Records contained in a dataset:
# # # #

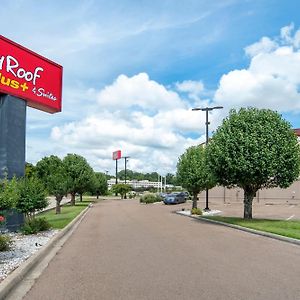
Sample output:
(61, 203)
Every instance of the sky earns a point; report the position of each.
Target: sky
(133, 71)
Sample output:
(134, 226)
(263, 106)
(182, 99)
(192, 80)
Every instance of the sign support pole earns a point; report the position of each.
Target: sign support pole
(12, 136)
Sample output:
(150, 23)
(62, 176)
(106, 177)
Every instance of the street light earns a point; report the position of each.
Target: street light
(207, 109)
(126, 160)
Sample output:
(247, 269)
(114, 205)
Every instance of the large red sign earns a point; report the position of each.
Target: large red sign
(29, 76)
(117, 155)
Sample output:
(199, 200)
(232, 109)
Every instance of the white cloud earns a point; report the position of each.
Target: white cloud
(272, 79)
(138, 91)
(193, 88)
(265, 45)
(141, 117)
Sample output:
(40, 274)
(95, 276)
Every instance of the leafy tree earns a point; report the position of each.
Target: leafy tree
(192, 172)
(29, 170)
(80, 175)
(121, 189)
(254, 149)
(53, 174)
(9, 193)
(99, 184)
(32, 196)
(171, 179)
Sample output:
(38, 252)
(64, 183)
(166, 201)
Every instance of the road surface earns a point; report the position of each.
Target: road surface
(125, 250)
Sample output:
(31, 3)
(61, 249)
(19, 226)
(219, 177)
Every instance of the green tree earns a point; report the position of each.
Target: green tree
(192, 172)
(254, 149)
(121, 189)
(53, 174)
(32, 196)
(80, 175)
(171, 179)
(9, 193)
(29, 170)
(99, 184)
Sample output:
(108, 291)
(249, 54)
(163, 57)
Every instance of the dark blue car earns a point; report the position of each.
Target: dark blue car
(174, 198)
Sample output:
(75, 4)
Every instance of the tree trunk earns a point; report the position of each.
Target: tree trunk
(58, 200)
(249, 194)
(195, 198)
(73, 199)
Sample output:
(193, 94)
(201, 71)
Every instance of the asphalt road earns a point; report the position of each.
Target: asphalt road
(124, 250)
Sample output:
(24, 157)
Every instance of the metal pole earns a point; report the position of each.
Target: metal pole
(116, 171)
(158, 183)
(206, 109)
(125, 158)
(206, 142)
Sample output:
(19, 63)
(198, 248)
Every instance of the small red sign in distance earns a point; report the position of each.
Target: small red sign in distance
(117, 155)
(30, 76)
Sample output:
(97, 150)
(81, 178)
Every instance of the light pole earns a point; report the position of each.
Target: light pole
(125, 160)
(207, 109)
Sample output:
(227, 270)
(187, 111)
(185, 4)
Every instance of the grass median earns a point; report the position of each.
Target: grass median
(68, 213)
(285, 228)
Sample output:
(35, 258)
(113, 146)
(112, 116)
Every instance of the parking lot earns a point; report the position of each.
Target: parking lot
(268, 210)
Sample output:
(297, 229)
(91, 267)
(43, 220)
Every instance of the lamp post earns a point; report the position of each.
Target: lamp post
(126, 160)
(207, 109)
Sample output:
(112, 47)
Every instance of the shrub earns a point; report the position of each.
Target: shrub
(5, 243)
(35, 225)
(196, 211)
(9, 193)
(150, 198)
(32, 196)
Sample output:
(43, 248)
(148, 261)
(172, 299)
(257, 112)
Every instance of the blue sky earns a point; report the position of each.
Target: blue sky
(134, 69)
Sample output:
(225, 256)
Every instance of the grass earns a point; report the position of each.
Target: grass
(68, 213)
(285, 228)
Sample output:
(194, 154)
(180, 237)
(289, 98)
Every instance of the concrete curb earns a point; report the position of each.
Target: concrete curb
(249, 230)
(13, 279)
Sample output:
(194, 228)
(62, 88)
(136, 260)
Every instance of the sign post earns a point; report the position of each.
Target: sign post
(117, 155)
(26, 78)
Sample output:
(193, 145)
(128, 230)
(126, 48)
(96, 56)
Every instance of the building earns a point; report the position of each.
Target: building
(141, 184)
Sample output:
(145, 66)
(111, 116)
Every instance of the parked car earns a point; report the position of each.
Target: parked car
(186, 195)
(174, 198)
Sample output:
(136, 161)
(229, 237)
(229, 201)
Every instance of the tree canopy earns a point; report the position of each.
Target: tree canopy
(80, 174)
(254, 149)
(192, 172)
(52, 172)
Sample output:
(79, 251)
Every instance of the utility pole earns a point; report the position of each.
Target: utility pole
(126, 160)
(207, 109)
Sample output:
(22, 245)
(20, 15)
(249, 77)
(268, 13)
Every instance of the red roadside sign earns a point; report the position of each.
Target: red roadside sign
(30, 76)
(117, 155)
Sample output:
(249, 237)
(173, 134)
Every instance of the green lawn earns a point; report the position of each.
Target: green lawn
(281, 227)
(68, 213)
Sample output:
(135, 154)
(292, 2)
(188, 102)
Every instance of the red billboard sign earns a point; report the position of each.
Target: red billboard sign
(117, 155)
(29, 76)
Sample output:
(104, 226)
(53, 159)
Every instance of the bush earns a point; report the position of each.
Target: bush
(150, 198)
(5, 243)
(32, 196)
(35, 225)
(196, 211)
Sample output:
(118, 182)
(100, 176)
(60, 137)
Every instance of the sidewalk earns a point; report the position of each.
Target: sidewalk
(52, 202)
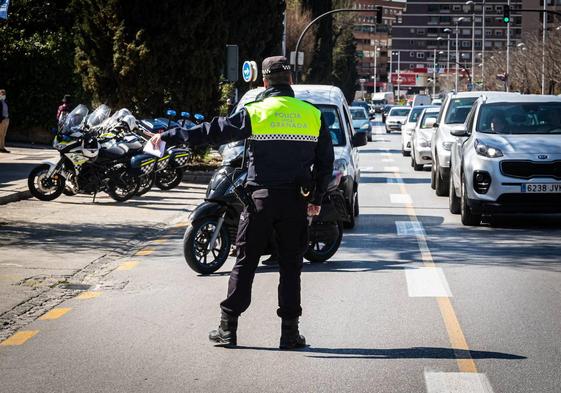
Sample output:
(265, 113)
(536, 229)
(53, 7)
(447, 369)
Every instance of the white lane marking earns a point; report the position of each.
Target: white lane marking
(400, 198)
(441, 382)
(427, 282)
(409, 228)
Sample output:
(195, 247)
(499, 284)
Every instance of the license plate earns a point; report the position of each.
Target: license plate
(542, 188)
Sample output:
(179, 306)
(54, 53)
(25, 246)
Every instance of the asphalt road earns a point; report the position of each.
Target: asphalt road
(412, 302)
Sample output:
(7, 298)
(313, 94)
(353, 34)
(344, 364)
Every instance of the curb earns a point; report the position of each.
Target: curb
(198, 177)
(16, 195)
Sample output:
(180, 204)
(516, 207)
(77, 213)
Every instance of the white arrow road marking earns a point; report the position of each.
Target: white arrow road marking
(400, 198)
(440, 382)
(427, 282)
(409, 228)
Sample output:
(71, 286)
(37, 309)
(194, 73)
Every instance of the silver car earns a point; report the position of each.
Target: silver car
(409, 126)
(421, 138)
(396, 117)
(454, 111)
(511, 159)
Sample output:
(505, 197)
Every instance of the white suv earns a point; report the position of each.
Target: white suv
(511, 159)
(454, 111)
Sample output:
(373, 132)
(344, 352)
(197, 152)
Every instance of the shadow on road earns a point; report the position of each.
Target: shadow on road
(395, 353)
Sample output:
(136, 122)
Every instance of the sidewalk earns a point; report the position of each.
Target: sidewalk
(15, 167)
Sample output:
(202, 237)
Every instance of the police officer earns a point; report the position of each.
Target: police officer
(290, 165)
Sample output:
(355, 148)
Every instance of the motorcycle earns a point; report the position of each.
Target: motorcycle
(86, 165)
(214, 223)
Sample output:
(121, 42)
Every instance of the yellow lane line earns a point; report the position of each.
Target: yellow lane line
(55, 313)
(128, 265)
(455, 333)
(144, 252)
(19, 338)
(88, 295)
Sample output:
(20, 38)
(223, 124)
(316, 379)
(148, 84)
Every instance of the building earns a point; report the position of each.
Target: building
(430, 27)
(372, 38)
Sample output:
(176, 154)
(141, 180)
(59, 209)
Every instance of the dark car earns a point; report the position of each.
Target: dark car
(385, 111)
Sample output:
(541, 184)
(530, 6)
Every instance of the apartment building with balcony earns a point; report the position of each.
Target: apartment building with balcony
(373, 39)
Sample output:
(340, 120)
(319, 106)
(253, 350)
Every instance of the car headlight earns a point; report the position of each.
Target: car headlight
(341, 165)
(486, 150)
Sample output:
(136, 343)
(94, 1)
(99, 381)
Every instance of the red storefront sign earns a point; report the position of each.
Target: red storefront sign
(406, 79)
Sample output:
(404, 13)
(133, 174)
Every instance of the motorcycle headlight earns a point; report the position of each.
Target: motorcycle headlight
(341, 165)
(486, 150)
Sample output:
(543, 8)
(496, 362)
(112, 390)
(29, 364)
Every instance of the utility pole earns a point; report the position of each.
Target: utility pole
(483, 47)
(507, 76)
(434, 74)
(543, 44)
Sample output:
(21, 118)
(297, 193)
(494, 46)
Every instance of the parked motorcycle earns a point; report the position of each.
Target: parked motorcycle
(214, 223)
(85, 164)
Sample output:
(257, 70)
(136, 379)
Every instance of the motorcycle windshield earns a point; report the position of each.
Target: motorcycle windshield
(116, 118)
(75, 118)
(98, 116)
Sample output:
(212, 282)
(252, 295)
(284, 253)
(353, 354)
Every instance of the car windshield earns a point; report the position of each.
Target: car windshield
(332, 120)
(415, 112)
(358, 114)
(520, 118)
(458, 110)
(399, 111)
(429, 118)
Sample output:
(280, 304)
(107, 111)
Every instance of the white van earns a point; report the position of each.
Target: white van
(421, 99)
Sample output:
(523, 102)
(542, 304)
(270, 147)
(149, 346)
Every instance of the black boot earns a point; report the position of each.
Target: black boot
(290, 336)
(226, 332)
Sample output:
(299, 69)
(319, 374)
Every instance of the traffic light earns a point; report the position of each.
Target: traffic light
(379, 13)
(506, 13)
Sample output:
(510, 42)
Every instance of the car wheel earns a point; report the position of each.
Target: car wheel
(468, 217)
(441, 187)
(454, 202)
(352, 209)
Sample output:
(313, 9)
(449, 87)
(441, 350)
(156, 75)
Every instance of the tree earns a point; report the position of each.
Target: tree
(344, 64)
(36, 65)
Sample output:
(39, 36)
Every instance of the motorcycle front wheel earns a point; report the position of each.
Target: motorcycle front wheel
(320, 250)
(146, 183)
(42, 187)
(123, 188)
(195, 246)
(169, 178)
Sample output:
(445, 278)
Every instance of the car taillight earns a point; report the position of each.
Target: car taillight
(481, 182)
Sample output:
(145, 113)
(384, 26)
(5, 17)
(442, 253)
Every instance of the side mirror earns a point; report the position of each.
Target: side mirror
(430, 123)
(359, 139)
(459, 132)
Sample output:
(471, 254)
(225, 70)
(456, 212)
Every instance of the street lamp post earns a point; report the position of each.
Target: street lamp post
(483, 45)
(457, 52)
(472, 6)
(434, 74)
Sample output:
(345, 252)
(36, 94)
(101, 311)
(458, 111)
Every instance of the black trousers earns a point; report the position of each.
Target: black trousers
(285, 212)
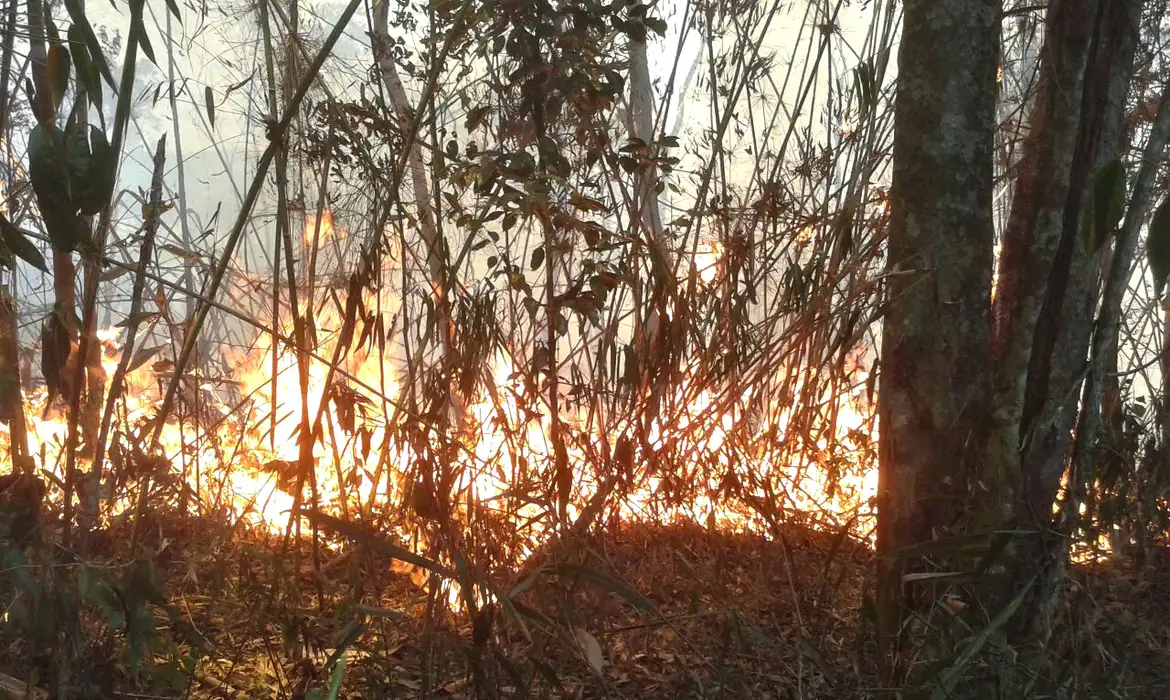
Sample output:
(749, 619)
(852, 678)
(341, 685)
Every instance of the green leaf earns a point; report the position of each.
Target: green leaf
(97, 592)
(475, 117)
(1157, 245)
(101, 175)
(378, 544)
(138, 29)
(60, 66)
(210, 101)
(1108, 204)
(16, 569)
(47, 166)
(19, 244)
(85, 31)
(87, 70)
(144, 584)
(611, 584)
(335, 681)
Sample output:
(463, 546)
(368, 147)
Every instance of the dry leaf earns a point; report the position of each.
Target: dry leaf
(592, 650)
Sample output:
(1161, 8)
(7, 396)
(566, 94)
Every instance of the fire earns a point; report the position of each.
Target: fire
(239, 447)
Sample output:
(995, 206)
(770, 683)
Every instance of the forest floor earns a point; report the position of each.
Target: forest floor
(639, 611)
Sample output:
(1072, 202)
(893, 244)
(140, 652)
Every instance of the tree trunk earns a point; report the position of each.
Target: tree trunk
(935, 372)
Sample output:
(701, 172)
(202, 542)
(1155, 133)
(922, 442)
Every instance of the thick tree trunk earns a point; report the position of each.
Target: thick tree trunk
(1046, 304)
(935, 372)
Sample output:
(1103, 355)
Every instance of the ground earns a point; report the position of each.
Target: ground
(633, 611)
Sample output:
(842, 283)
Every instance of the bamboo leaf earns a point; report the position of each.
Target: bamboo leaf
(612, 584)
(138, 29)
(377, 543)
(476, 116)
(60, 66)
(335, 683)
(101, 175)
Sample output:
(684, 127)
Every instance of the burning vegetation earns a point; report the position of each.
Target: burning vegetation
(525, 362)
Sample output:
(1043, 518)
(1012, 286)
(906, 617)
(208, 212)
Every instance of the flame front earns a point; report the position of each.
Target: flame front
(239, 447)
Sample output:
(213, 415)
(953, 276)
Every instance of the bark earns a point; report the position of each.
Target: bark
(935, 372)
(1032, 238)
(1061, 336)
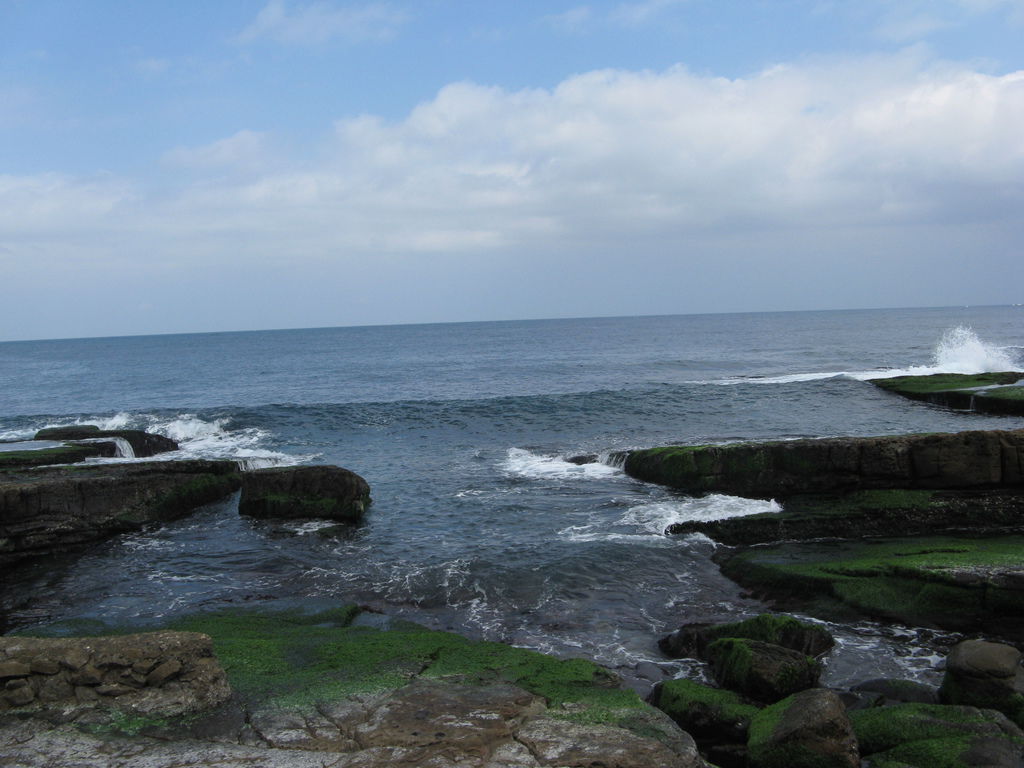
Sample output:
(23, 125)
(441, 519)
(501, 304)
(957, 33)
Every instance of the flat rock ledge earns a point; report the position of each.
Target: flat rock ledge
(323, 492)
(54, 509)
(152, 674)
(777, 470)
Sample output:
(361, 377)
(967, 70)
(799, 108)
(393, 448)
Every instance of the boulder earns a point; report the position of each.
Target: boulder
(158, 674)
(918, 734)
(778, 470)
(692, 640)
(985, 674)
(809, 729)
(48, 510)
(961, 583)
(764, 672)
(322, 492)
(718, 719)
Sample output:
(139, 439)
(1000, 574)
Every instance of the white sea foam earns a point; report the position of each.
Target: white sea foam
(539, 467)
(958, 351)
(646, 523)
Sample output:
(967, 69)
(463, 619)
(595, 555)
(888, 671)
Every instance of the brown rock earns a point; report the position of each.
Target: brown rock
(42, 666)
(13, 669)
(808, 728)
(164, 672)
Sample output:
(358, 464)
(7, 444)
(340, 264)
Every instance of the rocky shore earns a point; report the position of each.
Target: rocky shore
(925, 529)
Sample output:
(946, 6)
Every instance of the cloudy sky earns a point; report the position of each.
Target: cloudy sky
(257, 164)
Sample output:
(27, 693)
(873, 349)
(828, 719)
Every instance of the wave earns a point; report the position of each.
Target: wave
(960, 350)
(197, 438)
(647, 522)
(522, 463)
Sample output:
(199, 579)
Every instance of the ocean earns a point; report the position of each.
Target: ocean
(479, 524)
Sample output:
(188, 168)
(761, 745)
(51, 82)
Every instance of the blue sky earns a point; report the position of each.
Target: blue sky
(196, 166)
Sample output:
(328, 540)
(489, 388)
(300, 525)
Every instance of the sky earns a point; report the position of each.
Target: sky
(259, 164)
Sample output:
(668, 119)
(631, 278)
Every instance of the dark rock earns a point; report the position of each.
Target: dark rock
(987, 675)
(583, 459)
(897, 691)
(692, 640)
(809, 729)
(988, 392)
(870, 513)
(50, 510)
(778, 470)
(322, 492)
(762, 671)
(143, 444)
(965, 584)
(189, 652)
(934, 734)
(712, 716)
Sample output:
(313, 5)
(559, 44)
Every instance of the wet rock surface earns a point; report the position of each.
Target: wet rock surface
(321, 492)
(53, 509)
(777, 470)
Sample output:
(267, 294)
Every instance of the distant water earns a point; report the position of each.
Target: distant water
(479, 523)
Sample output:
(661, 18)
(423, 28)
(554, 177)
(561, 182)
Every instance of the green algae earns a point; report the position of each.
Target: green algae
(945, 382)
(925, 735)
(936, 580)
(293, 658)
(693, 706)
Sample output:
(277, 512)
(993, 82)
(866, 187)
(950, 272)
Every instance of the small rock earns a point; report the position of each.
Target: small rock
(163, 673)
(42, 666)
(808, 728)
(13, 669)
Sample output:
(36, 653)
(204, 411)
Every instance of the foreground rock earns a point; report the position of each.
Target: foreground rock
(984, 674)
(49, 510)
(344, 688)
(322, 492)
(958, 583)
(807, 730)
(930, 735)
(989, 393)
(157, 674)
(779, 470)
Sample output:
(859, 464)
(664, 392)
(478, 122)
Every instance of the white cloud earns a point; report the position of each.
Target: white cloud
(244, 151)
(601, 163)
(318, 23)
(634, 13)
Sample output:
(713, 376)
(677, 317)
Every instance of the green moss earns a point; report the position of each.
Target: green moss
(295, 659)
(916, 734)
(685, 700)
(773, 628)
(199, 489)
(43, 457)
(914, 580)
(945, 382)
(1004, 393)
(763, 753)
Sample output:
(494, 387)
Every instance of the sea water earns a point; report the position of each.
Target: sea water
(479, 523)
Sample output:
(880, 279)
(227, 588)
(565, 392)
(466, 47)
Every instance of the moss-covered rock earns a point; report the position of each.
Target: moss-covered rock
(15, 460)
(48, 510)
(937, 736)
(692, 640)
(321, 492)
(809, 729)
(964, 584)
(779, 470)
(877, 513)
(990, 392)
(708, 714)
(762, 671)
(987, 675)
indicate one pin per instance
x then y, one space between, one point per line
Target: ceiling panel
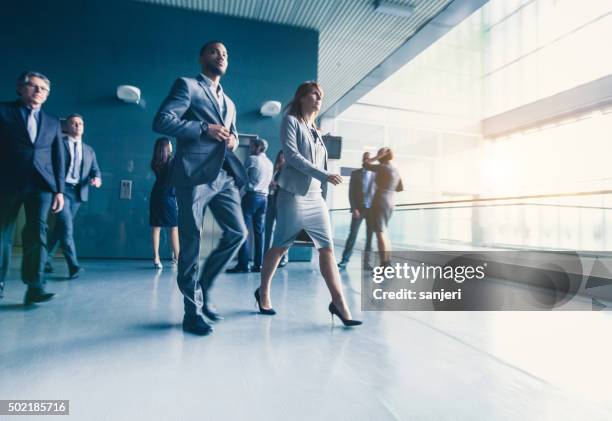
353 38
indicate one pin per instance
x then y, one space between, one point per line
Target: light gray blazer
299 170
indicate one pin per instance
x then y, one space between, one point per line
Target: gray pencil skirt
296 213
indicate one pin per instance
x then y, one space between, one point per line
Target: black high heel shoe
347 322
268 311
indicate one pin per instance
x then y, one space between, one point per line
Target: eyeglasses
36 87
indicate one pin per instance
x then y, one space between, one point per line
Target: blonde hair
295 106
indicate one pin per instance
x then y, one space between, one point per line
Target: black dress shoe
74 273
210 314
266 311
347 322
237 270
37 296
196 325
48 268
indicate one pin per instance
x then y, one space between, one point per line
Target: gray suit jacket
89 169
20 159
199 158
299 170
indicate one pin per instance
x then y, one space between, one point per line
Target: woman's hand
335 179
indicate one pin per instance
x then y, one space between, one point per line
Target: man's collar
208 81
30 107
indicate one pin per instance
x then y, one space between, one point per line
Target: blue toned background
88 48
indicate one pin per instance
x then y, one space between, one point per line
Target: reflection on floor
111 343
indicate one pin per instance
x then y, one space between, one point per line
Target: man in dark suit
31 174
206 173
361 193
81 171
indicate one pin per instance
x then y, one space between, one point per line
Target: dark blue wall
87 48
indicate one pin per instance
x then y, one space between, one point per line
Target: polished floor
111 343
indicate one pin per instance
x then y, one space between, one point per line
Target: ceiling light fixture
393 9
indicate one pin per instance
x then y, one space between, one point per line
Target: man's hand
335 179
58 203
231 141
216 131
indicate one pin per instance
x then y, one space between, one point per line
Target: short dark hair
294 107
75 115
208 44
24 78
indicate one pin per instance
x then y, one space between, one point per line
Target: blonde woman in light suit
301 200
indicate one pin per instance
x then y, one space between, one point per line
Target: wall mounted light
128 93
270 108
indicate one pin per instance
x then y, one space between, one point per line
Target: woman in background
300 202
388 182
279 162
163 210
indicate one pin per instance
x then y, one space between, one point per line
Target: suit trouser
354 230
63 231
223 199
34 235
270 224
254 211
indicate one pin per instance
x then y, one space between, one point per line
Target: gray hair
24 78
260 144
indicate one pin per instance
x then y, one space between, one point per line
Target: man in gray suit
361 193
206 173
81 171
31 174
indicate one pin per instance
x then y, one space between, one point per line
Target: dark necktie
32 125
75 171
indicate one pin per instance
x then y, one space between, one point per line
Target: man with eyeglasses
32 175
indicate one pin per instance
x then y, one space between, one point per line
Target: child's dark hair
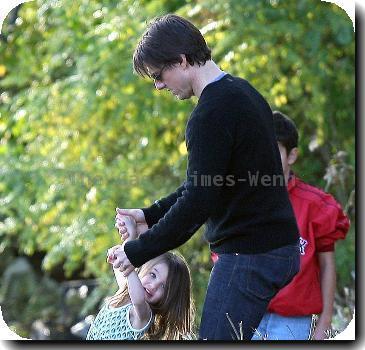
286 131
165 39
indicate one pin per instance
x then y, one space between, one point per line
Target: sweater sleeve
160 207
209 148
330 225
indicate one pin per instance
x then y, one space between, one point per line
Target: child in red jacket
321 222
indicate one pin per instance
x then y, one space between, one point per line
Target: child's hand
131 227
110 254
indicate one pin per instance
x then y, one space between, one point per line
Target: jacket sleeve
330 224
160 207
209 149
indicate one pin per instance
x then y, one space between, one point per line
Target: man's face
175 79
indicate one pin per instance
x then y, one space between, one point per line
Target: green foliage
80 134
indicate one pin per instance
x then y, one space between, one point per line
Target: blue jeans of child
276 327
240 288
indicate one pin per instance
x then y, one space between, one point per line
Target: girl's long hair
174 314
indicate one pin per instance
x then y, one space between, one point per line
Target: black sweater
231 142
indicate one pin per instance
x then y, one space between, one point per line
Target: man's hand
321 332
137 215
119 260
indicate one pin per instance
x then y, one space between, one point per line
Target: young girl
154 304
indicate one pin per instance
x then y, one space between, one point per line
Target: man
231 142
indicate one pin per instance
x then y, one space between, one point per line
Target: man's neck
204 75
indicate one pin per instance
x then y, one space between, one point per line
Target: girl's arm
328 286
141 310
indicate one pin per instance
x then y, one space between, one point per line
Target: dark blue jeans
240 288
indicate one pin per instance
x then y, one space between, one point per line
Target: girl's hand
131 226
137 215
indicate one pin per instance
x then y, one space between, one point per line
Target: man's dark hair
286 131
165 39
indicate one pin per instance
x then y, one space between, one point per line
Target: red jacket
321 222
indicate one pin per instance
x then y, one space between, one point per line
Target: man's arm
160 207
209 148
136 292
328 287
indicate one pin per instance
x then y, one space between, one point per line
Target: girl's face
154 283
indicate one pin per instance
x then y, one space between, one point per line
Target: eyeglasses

# # # #

| YOUR INSTRUCTIONS |
This exercise asks for an exact copy of the lines from the first one in the data through the line that contains "Every instance of the sign support", pictures excluded.

| EXERCISE ANSWER |
Sample output:
(61, 203)
Every instance of the sky earns a point; report the position of each.
Target: sky
(133, 71)
Sample output:
(134, 226)
(263, 106)
(182, 99)
(192, 80)
Every instance of the sign support pole earns a point; report the position of each.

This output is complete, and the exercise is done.